| READING TEXT |
Combined oral contraceptives, which contain both estrogen and progesterone, can be used, but we have to be careful because most transplant patients have a higher cardiovascular risk just because of the history of kidney disease. They may have hypertension, a history of blood clots, deep vein thrombosis or lupus nephritis. In all those cases combined, oral contraception would not be the first choice.
Healio: Once a woman is pregnant, does pregnancy affect kidney function?
Shah: Pregnancy does impact kidney function, in general, because there is hyperfiltration, which occurs during pregnancy, there is increase in GFR. Usually, for women with normal kidney function, creatinine level falls below the baseline during pregnancy, especially in the first and second trimesters. If they had a baseline creatinine of 1 mg/dL, during pregnancy, it would be 0.6 mg/dL to 0.7 mg/dL.
Now, the guidelines we have regarding diagnosis of chronic kidney disease — the KDIGO guidelines and others — do not take pregnancy into account. We don’t have a lot of knowledge on how to define chronic kidney disease or even acute kidney injury with pregnancy. However, we do know creatinine falls, so we have to take that into account when we are evaluating kidney function of women with kidney transplants. Even normal creatinine levels may indicate an acute kidney injury because there is decrease in creatinine during pregnancy.
Healio: Does kidney disease, transplantation or donation present elevated maternal or fetal risks?
Shah: Kidney transplant does increase risks for adverse maternal and fetal outcomes. This is a high-risk pregnancy. Kidney transplant increases risks for caesarean section and preeclampsia. The risk for preeclampsia is much, much higher for women with kidney transplant compared with the general population.
There is also an increase in the risk of worsening of kidney function with pregnancy, and that, again, depends upon the baseline creatinine level. Studies have shown — not in the transplant population, but in patients with chronic kidney disease — that if your creatinine was more than 2 mg/dL, you had a 30% chance of needing dialysis by 12 months postpartum.

| Dataset entries |
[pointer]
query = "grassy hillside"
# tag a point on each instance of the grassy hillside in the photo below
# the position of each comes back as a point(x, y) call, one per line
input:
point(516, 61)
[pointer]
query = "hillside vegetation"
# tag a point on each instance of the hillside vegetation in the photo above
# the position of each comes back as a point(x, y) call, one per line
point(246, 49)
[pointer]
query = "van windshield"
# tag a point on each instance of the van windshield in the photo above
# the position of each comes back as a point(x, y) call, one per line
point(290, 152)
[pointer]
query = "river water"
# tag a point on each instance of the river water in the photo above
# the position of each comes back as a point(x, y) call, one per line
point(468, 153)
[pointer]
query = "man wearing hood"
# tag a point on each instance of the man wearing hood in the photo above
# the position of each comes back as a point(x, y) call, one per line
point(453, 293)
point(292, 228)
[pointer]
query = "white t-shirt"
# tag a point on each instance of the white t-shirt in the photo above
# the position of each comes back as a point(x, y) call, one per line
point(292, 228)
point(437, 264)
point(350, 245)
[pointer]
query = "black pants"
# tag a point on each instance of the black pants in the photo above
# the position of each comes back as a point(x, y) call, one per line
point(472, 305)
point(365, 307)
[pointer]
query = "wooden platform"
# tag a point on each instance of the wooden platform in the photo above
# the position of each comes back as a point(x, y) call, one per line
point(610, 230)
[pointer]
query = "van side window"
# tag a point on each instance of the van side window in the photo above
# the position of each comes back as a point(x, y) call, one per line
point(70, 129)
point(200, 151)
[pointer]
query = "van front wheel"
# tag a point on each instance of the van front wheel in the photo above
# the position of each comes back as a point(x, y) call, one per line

| WORK ITEM A |
According to the interview on pregnancy after kidney transplantation, what chance of needing dialysis by 12 months postpartum did studies find for patients with chronic kidney disease whose creatinine was above 2 mg/dL?
| WORK ITEM B |
Extend the interview on pregnancy after kidney transplantation with a passage that picks up right after its last sentence.
None of the rows are needed for this work.

| EXPECTED ANSWER A |
A 30% chance.

| EXPECTED ANSWER B |
Adverse fetal risk also is higher for women with kidney transplants. There is higher risk of preterm birth, low birth weight, intrauterine growth restriction and perinatal mortality with kidney transplant compared with the non-transplant population.
Healio: Does kidney donation present any elevated risks?
Shah: Kidney donation also increases risks, but these are much less compared with the kidney transplant population. Studies have shown that kidney donation increases the risk for preeclampsia and gestational hypertension by 2.4-fold compared with women who have not donated a kidney.
Healio: Finally, in the postpartum period, are there any special considerations with breastfeeding or follow-up?
Shah: This is an important question. Breastfeeding is safe with kidney transplant.
I was surprised to see that even right now it is not widely known that breastfeeding is safe. Even in the kidney care community, it is perceived that breastfeeding is not safe. I recently had a patient who was admitted to a community hospital, and she was told not to breastfeed, that it’s not safe.
It is important for us to highlight that breastfeeding, if the patient is on optimal immunosuppression — calcineurin inhibitors, azathioprine and prednisone — is safe. We do not have a lot of data on mycophenolate and breastfeeding.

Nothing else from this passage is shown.